[DOCUMENT SECTION]
The Hybrid Workplace: no one size fits all


The Hybrid Workplace: no one size fits all

A perspective on how the hybrid working model operates in practice across different organizations after the COVID-19 pandemic

This article is the first in a series in which we explore how hybrid working models operate in real-life situations, discussing opportunities and pitfalls, and providing practical tips and tools.

Authors: Marjolein Wevers, Marloes Vermeulen


Since the pandemic reached the Netherlands in March 2020, several recommendations regarding working from home or the workplace have come and gone. “Work from home, as much as possible”, “Work from the office with a maximum of 50% per week” in June 2021, “Work from home, unless it is not possible”, in July 2021 to “No recommendations to work from home nor the office” in March 2022. Even though the work-from-home advice from the government in relation to COVID-19 has stopped, they still request employees* and employers to make agreements to stimulate hybrid working. But, how do we make this hybrid working actually work?

Reality kicks in and it seems that one size does not fit all and one size fits none. This indicates that there is not one solution or blueprint for employees as well as for organizations that guarantees success, and if a certain model works for an organization, it does not mean it will work for other organizations well. In fact, there is no scenario in which all of your employees will be 100% happy, nor will you get it right on the first try.
* Employees mentioned in this article are exclusively desk-workers

How are organizations currently dealing with it?

There is not one formula for success in terms of hybrid working. This also reflects reality. Whereas some organizations fully embrace the hybrid working model, others are more resistant. We’ve seen headlines of for example employees at Apple taking a stance against the company’s plan for a full return to the office. We recently heard of an example of an organization that was struggling to fill their vacancies and find the right talent, and they decided to scour the news headlines for companies announcing a full return-to-office policy, and decided to target those employees to recruit as they know the employees would potentially be more interested to jump ship.

While these specific cases get a lot of attention, the market shows that these outlier cases are not the standard. Many of organizations have gone all-in on the hybrid workplace and are trying make the combination of working remotely and working from the office happen. It is the art of finding the balance between what is beneficial for the organizational objectives on one end, and the preferences of the employees working in that organization on the other end. To give guidance on finding that balance, it is important to show what the hybrid working model could bring and which risks are lurking.

What are the advantages to exploring a hybrid workplace?

The majority of people do not want to work in the office full-time. Research implies that the employee prefers to be flexible in where to work, and therefore favors an organization with a hybrid way of working in contrast to an organization which requires full time physical attendance. We are currently facing a tight labor market which leads to low unemployment, plenty of open vacancies, and a war for talent with the result that organizations often have a hard time finding the right people for the right job. The hybrid work setup provided employees with geographic flexibility, eliminating commutes, and in many cases a better work-life balance. If most employees rather work in a hybrid working environment and there are plenty of organizations from which they can choose, the decision will not be that difficult.

Apart from the focus on talent and employee experience, organizations may be able to reduce real estate costs, tap into a more global potential workforce while mitigating immigration issues, and, as research indicates, perhaps enjoy productivity gains. Besides the benefits for both organizations and employees, there are also societal aspects linked to it such as improving the organization’s carbon footprint by reducing travel and in turn reducing traffic jams, and building a more diverse workforce by tapping into a more global pool of potential colleagues.

The above mentioned advantages of a hybrid workplace are far from exhaustive, and there are many more to think of. However, in practice, it is not always a bed of roses. Many organizations cite risks such as maintaining company culture and the feeling of belonging, driving innovation, and unfair performance evaluation. On a practical level, challenges arise where we find ourselves going to the office only to be in virtual meetings staring at our screens all day, or alternatively fighting for a seat on a Tuesday and facing an empty office on Fridays.

In conclusion

A hybrid work setup can have many advantages on an individual, organizational and societal level. The challenge will be in making hybrid work actually work. In our next blog we will dive more into the practical challenges faced by organizations as they navigate the hybrid workplace, and practical tips and tricks to mitigate these.

[EXERCISE 1]
Answer these questions about the hybrid working article:
(a) In what month and year did the pandemic reach the Netherlands?
(b) Employees at which company took a stance against a full return to the office?
(c) On which day of the week does the article mention facing an empty office?
[EXERCISE 2] Can you copy the passage of the hybrid working article word for word, starting with "Since the pandemic" and going on through "working actually work?"?

[DATASET EXTRACT]
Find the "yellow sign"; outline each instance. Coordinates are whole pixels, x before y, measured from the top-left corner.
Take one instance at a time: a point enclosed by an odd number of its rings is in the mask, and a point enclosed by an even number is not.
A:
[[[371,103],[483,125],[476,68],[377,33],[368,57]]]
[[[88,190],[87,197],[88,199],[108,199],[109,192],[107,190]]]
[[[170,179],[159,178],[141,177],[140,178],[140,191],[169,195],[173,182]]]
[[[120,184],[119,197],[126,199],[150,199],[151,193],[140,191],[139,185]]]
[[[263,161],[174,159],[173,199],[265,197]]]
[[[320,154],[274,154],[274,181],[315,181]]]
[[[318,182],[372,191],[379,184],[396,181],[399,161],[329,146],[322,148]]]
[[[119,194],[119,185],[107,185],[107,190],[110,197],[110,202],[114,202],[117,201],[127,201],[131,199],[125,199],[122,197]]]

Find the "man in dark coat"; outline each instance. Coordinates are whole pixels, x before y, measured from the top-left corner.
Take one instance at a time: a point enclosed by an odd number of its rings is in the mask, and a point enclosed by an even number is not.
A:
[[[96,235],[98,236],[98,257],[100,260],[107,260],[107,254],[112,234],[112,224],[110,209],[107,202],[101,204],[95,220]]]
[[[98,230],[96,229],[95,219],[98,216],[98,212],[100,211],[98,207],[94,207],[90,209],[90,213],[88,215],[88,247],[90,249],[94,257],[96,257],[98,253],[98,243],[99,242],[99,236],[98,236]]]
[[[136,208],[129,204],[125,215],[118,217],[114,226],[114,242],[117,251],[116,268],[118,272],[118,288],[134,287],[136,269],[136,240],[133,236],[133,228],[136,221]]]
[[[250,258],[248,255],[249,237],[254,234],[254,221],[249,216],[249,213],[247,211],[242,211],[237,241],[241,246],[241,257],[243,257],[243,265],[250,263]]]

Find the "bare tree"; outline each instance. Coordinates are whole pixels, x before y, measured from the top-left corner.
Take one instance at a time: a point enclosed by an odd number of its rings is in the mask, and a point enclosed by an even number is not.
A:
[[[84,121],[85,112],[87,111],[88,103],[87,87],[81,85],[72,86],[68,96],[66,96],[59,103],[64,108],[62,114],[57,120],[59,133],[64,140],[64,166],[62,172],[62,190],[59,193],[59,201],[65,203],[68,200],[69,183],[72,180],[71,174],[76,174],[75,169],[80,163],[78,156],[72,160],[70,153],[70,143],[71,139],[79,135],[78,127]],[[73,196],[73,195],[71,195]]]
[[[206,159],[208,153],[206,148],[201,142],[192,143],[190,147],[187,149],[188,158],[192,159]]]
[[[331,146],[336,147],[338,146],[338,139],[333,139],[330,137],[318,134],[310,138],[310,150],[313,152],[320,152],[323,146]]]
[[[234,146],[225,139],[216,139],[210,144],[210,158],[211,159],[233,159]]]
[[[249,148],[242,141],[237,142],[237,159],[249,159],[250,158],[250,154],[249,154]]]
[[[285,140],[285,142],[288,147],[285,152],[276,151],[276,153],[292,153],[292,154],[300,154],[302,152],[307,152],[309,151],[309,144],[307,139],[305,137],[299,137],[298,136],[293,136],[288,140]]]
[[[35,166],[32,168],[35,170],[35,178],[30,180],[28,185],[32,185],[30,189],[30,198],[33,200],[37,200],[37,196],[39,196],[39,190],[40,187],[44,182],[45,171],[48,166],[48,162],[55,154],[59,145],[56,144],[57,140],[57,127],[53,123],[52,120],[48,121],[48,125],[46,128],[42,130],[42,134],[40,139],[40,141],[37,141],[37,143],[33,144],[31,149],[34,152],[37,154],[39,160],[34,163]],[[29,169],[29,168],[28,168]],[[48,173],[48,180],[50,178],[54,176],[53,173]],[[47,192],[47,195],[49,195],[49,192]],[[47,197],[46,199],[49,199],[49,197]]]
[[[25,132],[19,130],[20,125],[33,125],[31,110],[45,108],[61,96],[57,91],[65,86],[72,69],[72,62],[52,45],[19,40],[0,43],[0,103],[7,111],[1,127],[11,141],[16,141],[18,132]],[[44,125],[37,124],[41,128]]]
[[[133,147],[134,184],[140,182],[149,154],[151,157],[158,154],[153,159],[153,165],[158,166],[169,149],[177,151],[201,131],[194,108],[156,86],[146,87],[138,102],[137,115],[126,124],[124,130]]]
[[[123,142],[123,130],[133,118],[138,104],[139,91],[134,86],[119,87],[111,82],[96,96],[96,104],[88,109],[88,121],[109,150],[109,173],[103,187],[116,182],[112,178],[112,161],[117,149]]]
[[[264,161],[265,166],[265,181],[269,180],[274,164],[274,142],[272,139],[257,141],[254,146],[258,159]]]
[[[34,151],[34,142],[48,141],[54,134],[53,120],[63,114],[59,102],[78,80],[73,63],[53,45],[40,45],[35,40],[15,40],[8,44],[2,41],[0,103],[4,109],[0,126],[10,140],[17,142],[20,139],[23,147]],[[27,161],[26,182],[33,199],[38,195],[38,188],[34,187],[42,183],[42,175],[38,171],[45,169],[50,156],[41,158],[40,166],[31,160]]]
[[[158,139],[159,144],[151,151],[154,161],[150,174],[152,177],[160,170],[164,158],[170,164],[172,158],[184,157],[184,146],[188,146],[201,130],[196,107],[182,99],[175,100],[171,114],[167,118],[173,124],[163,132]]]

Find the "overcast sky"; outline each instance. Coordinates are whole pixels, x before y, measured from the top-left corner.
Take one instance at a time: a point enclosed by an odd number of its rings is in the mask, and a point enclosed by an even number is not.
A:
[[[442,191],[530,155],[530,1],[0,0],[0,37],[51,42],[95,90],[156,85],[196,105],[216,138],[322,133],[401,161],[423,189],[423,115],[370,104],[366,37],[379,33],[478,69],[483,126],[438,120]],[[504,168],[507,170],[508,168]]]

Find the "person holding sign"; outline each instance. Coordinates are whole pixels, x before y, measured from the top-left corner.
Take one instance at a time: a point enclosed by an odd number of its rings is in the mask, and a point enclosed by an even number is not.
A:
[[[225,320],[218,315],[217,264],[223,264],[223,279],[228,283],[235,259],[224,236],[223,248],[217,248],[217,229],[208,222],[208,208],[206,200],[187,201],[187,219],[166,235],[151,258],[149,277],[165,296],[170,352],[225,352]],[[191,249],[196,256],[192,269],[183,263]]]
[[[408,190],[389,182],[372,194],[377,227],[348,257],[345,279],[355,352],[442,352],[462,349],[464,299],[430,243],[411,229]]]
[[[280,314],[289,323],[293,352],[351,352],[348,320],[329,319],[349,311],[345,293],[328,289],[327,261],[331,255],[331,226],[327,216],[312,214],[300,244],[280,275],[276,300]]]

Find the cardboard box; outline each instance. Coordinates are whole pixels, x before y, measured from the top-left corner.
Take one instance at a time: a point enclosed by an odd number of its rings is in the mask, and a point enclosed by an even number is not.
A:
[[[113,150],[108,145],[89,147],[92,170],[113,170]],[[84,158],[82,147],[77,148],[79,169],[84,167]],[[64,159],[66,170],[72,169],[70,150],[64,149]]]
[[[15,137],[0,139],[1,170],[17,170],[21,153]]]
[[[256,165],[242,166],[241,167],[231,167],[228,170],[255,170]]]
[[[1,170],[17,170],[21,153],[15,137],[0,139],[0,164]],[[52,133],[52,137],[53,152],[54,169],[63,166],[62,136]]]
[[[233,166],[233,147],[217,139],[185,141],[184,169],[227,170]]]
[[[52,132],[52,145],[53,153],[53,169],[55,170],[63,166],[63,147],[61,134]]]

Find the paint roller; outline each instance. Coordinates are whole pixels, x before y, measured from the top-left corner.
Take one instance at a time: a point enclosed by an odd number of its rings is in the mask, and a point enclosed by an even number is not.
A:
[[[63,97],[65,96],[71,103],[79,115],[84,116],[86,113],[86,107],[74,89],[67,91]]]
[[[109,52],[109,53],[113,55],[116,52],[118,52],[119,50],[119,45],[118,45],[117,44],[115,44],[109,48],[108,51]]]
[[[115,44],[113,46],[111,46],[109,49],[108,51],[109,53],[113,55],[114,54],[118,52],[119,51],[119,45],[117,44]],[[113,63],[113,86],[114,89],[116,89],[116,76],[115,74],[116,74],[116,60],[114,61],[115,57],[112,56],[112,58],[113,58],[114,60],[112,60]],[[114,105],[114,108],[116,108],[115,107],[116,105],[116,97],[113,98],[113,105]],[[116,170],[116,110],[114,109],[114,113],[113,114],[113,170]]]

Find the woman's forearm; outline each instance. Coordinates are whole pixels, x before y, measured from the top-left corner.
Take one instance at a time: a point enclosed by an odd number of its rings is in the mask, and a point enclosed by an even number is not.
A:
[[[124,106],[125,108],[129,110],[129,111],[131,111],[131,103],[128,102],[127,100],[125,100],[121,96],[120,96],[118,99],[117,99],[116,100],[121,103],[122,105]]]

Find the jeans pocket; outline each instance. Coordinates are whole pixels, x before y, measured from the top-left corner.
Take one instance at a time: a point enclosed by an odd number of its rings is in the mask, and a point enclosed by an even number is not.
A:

[RESPONSE BOX 1]
(a) March 2020
(b) Apple
(c) Fridays

[RESPONSE BOX 2]
Since the pandemic reached the Netherlands in March 2020, several recommendations regarding working from home or the workplace have come and gone. “Work from home, as much as possible”, “Work from the office with a maximum of 50% per week” in June 2021, “Work from home, unless it is not possible”, in July 2021 to “No recommendations to work from home nor the office” in March 2022. Even though the work-from-home advice from the government in relation to COVID-19 has stopped, they still request employees* and employers to make agreements to stimulate hybrid working. But, how do we make this hybrid working actually work?